# [Activity]
The response must contain all of the entries, each one repeated exactly.

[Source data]
§

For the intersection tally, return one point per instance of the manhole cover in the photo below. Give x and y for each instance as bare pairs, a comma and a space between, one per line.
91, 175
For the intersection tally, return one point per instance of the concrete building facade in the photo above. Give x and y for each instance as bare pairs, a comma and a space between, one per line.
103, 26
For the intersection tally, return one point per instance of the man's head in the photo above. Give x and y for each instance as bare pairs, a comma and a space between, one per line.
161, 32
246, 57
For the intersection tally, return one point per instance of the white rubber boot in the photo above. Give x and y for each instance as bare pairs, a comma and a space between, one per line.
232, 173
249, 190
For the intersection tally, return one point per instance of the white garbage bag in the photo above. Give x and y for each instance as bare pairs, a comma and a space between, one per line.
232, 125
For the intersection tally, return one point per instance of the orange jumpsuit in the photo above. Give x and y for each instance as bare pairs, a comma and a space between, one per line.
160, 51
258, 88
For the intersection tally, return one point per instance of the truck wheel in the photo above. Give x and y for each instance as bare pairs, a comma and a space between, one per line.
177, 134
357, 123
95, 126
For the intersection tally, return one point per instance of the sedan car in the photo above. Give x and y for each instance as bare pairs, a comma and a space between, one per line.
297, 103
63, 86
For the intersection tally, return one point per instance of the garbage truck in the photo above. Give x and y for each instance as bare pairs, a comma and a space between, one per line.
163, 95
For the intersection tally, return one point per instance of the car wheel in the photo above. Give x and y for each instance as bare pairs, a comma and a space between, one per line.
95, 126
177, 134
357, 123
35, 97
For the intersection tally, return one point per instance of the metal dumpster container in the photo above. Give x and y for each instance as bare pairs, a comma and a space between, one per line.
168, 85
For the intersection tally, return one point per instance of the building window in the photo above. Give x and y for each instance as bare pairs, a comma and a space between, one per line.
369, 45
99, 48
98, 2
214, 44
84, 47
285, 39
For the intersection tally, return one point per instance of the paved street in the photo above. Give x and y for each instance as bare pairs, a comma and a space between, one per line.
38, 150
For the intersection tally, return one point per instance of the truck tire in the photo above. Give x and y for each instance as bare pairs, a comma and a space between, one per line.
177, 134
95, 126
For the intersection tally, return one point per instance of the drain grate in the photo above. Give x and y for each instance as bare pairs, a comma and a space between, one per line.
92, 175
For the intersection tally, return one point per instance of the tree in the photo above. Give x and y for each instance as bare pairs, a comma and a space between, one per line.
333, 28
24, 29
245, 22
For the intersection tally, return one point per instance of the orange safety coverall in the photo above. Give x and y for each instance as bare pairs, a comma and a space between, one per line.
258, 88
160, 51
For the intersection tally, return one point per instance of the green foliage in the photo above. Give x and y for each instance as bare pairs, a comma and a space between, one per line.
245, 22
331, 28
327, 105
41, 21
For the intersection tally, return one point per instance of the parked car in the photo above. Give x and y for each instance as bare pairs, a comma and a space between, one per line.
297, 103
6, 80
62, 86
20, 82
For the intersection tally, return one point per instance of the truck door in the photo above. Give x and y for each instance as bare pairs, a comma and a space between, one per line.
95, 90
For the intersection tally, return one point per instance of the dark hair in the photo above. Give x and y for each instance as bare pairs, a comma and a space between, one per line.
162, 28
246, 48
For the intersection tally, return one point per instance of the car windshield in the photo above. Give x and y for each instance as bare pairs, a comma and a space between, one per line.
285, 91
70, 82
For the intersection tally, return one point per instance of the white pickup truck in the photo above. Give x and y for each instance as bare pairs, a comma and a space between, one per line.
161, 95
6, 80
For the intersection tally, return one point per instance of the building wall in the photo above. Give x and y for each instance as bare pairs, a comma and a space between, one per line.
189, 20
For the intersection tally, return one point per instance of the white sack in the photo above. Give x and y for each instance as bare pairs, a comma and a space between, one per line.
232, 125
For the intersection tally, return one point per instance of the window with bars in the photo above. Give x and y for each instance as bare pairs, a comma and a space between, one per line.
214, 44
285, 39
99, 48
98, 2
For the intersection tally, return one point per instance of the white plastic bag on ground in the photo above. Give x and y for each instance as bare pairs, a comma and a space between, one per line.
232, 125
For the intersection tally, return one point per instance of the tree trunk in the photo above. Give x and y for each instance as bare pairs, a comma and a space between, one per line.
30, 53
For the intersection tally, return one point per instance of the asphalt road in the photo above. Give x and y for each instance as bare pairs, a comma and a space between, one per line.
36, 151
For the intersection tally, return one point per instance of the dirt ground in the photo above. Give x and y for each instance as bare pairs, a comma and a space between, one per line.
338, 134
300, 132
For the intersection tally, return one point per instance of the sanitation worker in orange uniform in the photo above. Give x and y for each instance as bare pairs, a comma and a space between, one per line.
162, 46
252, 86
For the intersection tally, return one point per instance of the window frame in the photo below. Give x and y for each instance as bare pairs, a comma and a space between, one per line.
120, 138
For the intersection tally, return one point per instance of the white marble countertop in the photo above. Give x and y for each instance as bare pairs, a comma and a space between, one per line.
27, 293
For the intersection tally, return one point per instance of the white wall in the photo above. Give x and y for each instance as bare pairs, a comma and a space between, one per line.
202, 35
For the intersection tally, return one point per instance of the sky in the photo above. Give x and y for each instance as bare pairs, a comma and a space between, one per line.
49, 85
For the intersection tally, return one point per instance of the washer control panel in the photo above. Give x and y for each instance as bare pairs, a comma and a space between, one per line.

§

# [Response area]
For the intersection tally, return one point per instance of the manhole cover in the photo below. Give x and y for each instance as bare pairs, a comma and a space between, one per line.
91, 175
For the intersection tally, return one point per instance of the concrete building facade in the photo above. Give x and y for each instance as bare pairs, a comma and a space between, one per line.
103, 26
For the intersection tally, return one point per instance of the man's head in the photo above. Give x and y for each instance as bare pairs, a comma and a space between, one per line.
161, 32
246, 57
For the intersection tally, return one point per instance of the white rubber boot in the photo above. Give x and y for each instance as bare pairs, a comma and a space between, one per line.
232, 173
249, 190
For the intersection tally, return one point per instance of the white garbage bag in the photo above. Give x and y for each instance as bare pairs, a comma and a space between, one per line.
232, 125
For the intersection tally, return one point per instance of the orange jumpsuit in the photo above. Give x and y for each instance as bare pairs, a comma and a space between, one per line.
160, 51
258, 88
For the intersection tally, return one point per instance of the truck wheel in the photo above. Give x and y for each instance as bare pairs, a comma and a space between, one per line.
177, 134
357, 123
95, 126
For the intersection tally, return one point per instance of the sedan car in the photo above. Give x and y for each instance as bare pairs, a comma and a space between, one per line.
297, 103
63, 86
For the intersection tally, return one point per instance of the garbage truck in the photo above. Give x and y for each instance as bare pairs, a comma and a space between, one per line.
163, 95
For the intersection tally, return one point per instance of the car wheel in the photo above. Give x and y for each instance as bare pairs, a comma and a space between, one per line.
95, 126
177, 134
357, 123
35, 97
For the intersection tally, return one point per instance of the metal dumpster container in the photo above. Give x and y for each instance as bare pairs, a comma and a space between, one per line.
168, 85
For the intersection tally, return one point per instance of the building window in the photo above. Give x and y for each instance as bare pairs, a comma and a space between, one per line.
369, 45
99, 48
98, 2
214, 44
84, 47
285, 39
For the intersection tally, return one point per instance of the paved street in the photo above. Give x and y for each instance as bare pairs, a comma and a space between, one per line.
38, 150
For the intersection tally, return one point per instance of the truck tire in the photo above. Give x and y for each instance as bare pairs, a comma and a space between, one per line.
177, 134
95, 126
For the intersection tally, return one point per instance of the drain grate in the photo above. Give x and y for each instance as bare pairs, a comma and a space between, one per line.
92, 175
For the intersection tally, return one point per instance of the tree in the photo above. Give x and y for each instance as bare pairs, a comma and a space between, one per line.
333, 28
24, 29
245, 22
For the intersection tally, return one point per instance of the orange safety coverall in the photo above. Give x and y for each instance as bare pairs, a comma and a space between, one per line.
258, 88
160, 51
For the intersection tally, return one point per instance of the green foliage in the photo above. Give x and y for each instance as bare pairs, a comma and a space between, one per line.
245, 22
331, 28
327, 105
41, 21
For the intersection tally, return one point per instance of the parked car in the photo above. Give x and y for each instance as bare pairs, a comma and a space between, one per line.
297, 103
6, 80
62, 86
20, 82
For the intersection tally, return one point per instance of the truck door in the photo above. Give x and y for each instance as bare pairs, a comma and a space between, one per line.
95, 90
For the intersection tally, return one point per instance of the dark hair in the photo above. Give x and y for each instance as bare pairs, a comma and a space between, one per line.
162, 28
246, 48
For the intersection tally, return one point per instance of the car windshield in the photo above. Give x and y for each instance as bare pairs, a comma and a space between, one per line.
285, 91
70, 82
For the intersection tally, return one point per instance of the white pickup truck in the photo above. Give x and y for each instance as bare pairs, a comma and a space between, one per line.
161, 95
6, 80
For the intersection tally, return one point per instance of the building wall in the photo above. Give x and y for each instance as bare pairs, a comma and a space between, one per line.
189, 20
For the intersection tally, return one point per instance of the white sack in the photo above. Give x and y for each instance as bare pairs, a comma and a space between, one per line.
232, 125
For the intersection tally, return one point per instance of the window with bars in the photo above. Give x and y for each instance as bare pairs, a comma and a space between, one per line.
214, 44
285, 39
99, 48
98, 2
For the intersection tally, return one point per instance of the white plastic bag on ground in the photo above. Give x and y for each instance as bare pairs, a comma and a space between, one per line.
232, 125
For the intersection tally, return one point per instance of the tree trunk in the photo above. Give x and y for each instance as bare pairs, a comma and a space between, one per line.
30, 53
For the intersection tally, return one point per instance of the asphalt road in the photo above. Give x and y for each instance as bare pairs, a comma and a space between, one per line.
36, 151
For the intersection tally, return one point per instance of the dirt ground in the photo above. Give x and y for each instance as bare pairs, a comma and a space between, one per line.
338, 134
300, 132
For the intersection tally, return one point per instance of the sanitation worker in orange uniform in the photo above. Give x and y for each instance as bare pairs, a comma and a space between, one per line.
162, 46
252, 86
For the intersection tally, return one point per instance of the window frame in the photo below. Give x and y for each instance as bare pairs, a comma and a space between, one per line.
120, 138
For the intersection tally, return one point per instance of the white marble countertop in the photo above. Give x and y for each instance as bare pairs, a comma and a space between, one per line.
27, 293
For the intersection tally, return one point per instance of the white wall in the photo above. Give x and y for each instance as bare pairs, a comma and a space between, one per line.
202, 35
For the intersection tally, return one point per instance of the sky in the photo above. Give x and y for each instance as bare pairs, a comma and a space between, one per line.
49, 85
For the intersection tally, return one point per instance of the washer control panel in the photo above. Give x and y for each instance as bare pairs, a comma and a space between, one per line.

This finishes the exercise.